==== The records ====

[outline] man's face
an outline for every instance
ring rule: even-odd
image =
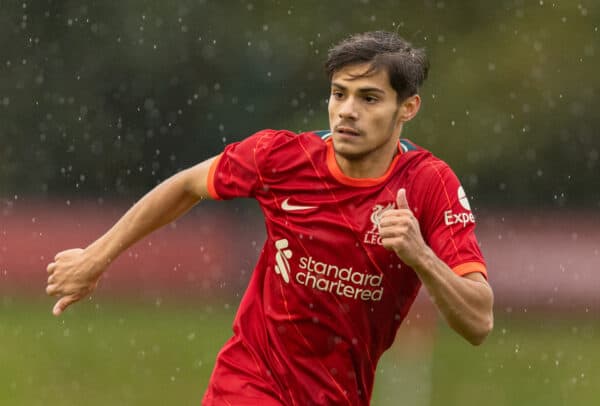
[[[336,154],[349,161],[388,156],[397,148],[401,104],[388,73],[368,76],[368,63],[346,66],[331,78],[329,125]],[[382,155],[383,153],[383,155]]]

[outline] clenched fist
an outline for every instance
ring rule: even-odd
[[[91,259],[85,250],[75,248],[56,254],[54,262],[48,264],[46,269],[46,293],[59,297],[52,309],[52,313],[58,316],[96,288],[104,267]]]
[[[379,235],[383,246],[396,252],[406,265],[414,268],[427,250],[419,222],[408,207],[406,190],[400,189],[396,196],[397,208],[381,216]]]

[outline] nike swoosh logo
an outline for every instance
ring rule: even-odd
[[[283,201],[283,203],[281,203],[281,208],[285,211],[310,210],[310,209],[317,208],[317,206],[300,206],[300,205],[290,204],[289,200],[290,200],[290,198],[288,197],[287,199],[285,199]]]

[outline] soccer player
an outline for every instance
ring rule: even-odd
[[[368,405],[377,361],[421,285],[480,344],[493,294],[469,201],[446,163],[400,138],[421,105],[424,51],[368,32],[334,46],[326,70],[328,131],[260,131],[158,185],[87,248],[56,255],[53,313],[198,201],[252,197],[267,240],[204,405]]]

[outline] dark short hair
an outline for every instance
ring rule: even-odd
[[[331,80],[336,71],[359,63],[371,64],[361,76],[385,69],[398,100],[417,94],[429,72],[424,49],[387,31],[355,34],[334,45],[327,54],[325,70]]]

====

> **What the exercise asks**: Each entry is to be given again exactly as it stands, with its pictures removed.

> **Answer box**:
[outline] man's face
an outline for every instance
ring rule: even-odd
image =
[[[336,154],[349,161],[388,156],[397,148],[401,104],[388,73],[368,76],[368,63],[346,66],[331,78],[329,125]],[[382,155],[383,153],[383,155]]]

[outline] clenched fist
an outline for every instance
ring rule: even-odd
[[[91,259],[85,250],[75,248],[56,254],[54,262],[48,264],[46,269],[46,293],[59,297],[52,309],[52,313],[58,316],[96,288],[104,267]]]
[[[379,235],[383,246],[396,252],[406,265],[414,268],[427,250],[419,222],[408,207],[406,190],[400,189],[396,196],[397,208],[381,216]]]

[outline] nike swoosh logo
an outline for every instance
ring rule: even-odd
[[[283,201],[283,203],[281,203],[281,208],[285,211],[310,210],[310,209],[317,208],[317,206],[300,206],[300,205],[290,204],[289,200],[290,200],[290,198],[288,197],[287,199],[285,199]]]

[outline] soccer player
an outline for every instance
ring rule: even-odd
[[[368,405],[377,361],[421,285],[480,344],[493,294],[469,201],[446,163],[400,138],[421,105],[424,51],[368,32],[334,46],[326,70],[328,131],[260,131],[158,185],[87,248],[56,255],[53,313],[198,201],[252,197],[267,240],[204,405]]]

[outline] dark short hair
an outline for every instance
ring rule: even-odd
[[[331,80],[336,71],[359,63],[371,64],[361,76],[385,69],[398,100],[417,94],[429,72],[424,49],[387,31],[355,34],[334,45],[327,54],[325,70]]]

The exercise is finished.